**Data shown:**
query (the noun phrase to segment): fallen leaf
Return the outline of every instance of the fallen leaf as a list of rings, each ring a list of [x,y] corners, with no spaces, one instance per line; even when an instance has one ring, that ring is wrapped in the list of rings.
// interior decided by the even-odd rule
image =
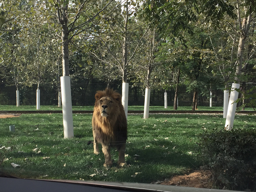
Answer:
[[[15,164],[14,163],[11,163],[11,164],[14,168],[16,168],[16,167],[20,167],[20,165],[18,165],[18,164]]]
[[[193,154],[193,153],[192,152],[192,151],[190,151],[190,152],[188,152],[188,154],[189,154],[190,155],[192,155]]]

**Problem statement:**
Copy all of the lines above again, including the wording that comes before each answer. Scale every x and y corner coordinate in the answers by 0.85, round each to a whole number with halves going up, and leave the pictures out.

**Task answer:**
query (the noun phrase to segment): fallen leaf
Return the outline of every instance of the fallen leaf as a list of rings, each ring a list of [x,y] corners, with no spaces, one instance per line; even when an instance has one ring, that ring is wrapped in the list of rings.
// interior decided by the even-odd rule
image =
Answer:
[[[13,139],[12,139],[9,139],[9,139],[12,143],[14,143],[14,142],[17,142],[17,140],[15,140],[15,139]]]
[[[164,131],[164,130],[163,129],[163,128],[162,128],[162,129],[160,129],[160,131],[161,131],[162,132],[163,132]]]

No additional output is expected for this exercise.